**PAGE:**

= = = = =

If a single such customer has the ability
to buy a million SSDs or 10,000 AFA / SDS racks - then they're already bigger -
as a market opportunity - than many of the other segments which product
marketers traditionally place in their spreadsheets. So I would argue yes.
Because even if you choose not to supply them with your products -
then the consequences of the products they do buy - and the vendors they do
buy from - may come back and compete with you in other markets.
the
segment multiplication factor of RAS
Let's look at a 1U SSD.
It's got good capacity, and good speeds.
Vendor X - offers this SSD as
a lightly populated base unit. The user can add capacity by plugging in 2.5"
modules. If anything fails - the module can be replaced.
Vendor X's
ideal customer is the small user who is new to SSDs. He regards the cost of
module as high enough already.
Vendor Y - offers his 1U rackmount a
sealed unit. When it fails you replace the whole thing.
Vendor Y's
ideal customer needs hundreds or thousands of these SSD racks. Ideally at the
lowest cost possible.
The product offerings from these 2 vendors will
be accompanied by entirely different assumptions about the fault tolerance
architecture and serviceability and upgrade procedures.
They're
extreme cases. But actually there are many different opportunities to segment
RAS at each end of the user spectrum and between these hard limits too.
Why
should a customer pay for a flexible module upgrade option they don't need?
Why
should a customer pay for your version of
RAID inside the box, or
your version of cloning boxes - when they have another way of doing it? (Which
for them is cheaper or better - because it's in their own control?
Features
which are regarded as good by vendor X are bad for vendor Y's market - because
they simply add to the cost.
the segment multiplication factor of
design stability
In my article -
playing the
enterprise SSD box riddle game - I parodied how frustrating the user
experience can be - when it comes to anticipating successive product generations
and feature sets of rackmount SSDs - even when narrowing the scope down to being
a single supplier.
Marketers in the enterprise flash array market like
to believe that when they introduce new features into successive product
generations these will be regarded as
having some value by
potential customers. But that's
not always true.
In
fact the opposite can be the case - particularly when the customers are
integrators and systems builders in the embedded industrial markets.

= = = = =

**STATED PROBLEM 1:**
Decide whether each statement agrees with the SSD segmentation text, answering yes or no and quoting the words that settle it: (a) Vendor Y's 1U rackmount is replaced in full when it fails. (b) Vendor X's ideal customer needs hundreds or thousands of SSD racks. (c) Features added in new product generations are always valued by potential customers.
**STATED PROBLEM 2:**
Answer from the SSD segmentation text:
(a) What does the user plug into Vendor X's base unit to add capacity?
(b) What is the title of the article in which the author parodied the user experience?
(c) In which markets are the customers integrators and systems builders?
The material that comes after this text has no connection to it.

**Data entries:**
= = = = =

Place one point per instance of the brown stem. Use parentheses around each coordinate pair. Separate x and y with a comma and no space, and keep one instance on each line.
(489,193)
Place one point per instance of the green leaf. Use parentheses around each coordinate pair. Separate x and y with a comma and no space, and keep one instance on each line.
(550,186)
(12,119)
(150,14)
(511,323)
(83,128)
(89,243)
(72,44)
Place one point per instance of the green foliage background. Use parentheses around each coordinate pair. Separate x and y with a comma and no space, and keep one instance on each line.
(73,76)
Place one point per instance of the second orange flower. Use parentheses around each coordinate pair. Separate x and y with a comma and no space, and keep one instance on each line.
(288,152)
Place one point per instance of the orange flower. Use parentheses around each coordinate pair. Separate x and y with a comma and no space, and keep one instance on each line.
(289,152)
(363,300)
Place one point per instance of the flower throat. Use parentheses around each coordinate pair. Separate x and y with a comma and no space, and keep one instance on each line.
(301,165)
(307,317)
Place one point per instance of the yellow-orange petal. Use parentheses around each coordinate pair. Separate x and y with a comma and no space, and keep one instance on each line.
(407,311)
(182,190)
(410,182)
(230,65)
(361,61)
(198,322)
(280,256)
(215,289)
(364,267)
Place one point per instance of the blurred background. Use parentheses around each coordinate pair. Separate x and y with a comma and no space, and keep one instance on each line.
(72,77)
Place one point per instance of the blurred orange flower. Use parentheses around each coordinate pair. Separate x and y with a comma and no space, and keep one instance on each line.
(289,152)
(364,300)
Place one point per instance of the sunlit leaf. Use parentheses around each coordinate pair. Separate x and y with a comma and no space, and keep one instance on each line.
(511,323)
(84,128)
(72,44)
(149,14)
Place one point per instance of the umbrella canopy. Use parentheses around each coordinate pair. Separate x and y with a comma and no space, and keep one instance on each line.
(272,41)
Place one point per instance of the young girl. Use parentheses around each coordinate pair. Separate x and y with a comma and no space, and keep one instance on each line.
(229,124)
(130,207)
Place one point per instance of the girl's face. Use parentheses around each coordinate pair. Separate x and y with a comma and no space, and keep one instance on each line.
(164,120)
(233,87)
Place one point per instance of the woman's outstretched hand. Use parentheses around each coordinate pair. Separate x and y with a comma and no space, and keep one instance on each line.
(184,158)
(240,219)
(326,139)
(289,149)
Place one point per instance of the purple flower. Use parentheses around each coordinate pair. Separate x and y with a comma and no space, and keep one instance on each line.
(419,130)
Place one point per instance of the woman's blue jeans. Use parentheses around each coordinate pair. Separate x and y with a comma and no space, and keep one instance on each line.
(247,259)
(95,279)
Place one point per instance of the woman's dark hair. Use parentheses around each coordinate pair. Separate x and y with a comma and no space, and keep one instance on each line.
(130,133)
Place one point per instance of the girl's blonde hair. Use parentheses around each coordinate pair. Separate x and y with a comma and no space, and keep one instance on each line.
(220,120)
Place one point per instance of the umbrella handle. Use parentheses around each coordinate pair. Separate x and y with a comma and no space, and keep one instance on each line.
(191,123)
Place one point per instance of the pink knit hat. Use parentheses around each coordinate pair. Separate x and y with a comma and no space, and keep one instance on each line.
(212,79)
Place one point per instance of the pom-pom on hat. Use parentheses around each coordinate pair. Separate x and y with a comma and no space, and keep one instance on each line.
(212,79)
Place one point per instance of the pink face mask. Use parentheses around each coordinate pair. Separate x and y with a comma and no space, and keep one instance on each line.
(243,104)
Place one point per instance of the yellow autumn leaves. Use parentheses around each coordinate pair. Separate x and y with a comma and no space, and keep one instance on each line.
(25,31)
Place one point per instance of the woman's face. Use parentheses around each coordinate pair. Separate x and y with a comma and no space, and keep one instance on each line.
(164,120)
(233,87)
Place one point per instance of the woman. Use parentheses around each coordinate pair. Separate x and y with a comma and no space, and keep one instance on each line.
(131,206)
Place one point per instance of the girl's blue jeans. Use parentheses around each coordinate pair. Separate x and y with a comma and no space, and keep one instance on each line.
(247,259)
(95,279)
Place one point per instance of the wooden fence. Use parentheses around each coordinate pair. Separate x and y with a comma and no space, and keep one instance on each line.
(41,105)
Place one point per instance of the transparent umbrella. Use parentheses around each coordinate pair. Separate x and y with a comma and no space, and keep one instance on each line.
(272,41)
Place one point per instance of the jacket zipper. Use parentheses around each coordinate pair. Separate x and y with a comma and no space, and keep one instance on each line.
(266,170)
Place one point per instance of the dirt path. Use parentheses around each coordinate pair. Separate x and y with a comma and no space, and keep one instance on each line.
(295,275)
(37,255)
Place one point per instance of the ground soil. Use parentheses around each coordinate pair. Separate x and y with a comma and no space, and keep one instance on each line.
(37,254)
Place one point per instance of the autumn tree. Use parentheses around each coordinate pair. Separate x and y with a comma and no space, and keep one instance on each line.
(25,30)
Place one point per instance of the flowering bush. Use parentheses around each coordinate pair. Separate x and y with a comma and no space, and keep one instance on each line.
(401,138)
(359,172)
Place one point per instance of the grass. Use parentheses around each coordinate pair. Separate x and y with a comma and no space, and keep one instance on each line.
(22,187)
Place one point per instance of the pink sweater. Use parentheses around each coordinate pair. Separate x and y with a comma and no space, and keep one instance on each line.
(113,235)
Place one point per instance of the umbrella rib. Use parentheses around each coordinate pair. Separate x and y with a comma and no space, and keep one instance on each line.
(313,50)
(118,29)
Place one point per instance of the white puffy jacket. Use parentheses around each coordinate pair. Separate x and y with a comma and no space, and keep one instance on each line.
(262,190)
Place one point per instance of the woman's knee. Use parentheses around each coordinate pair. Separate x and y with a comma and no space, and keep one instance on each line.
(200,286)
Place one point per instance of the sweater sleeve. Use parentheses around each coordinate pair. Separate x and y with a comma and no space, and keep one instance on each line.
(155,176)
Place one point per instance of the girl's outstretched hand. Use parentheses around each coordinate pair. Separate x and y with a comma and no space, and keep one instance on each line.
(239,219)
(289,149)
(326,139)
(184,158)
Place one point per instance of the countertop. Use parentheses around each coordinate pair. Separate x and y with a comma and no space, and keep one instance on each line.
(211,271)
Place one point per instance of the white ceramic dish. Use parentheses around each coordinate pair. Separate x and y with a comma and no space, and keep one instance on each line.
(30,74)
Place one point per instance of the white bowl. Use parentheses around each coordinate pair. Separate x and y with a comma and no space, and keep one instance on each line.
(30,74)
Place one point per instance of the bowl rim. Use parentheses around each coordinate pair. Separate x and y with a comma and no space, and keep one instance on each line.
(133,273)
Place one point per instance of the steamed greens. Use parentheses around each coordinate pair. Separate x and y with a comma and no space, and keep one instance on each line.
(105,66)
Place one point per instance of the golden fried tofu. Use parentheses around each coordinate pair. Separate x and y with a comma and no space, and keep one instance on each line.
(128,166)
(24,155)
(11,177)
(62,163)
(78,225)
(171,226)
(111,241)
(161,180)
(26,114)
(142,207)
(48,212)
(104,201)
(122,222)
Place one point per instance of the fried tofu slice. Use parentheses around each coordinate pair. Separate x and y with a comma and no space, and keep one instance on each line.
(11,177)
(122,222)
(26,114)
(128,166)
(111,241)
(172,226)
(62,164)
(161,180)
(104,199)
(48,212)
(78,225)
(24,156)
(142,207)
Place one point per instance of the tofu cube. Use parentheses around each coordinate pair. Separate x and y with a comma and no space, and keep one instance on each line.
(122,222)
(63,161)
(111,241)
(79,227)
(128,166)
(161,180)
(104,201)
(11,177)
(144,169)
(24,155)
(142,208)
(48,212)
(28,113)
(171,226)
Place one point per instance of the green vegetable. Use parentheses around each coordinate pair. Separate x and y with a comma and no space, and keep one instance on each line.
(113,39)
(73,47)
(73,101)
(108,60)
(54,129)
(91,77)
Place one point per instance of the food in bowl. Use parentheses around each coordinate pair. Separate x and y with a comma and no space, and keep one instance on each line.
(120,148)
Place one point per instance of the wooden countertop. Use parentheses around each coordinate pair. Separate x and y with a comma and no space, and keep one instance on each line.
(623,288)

= = = = =

**TASK RESPONSE 1:**
(a) Yes: "When it fails you replace the whole thing."
(b) No: "ideal customer is the small user who is new to SSDs."
(c) No: "But that's not always true."

**TASK RESPONSE 2:**
(a) 2.5" modules
(b) Playing the enterprise SSD box riddle game
(c) The embedded industrial markets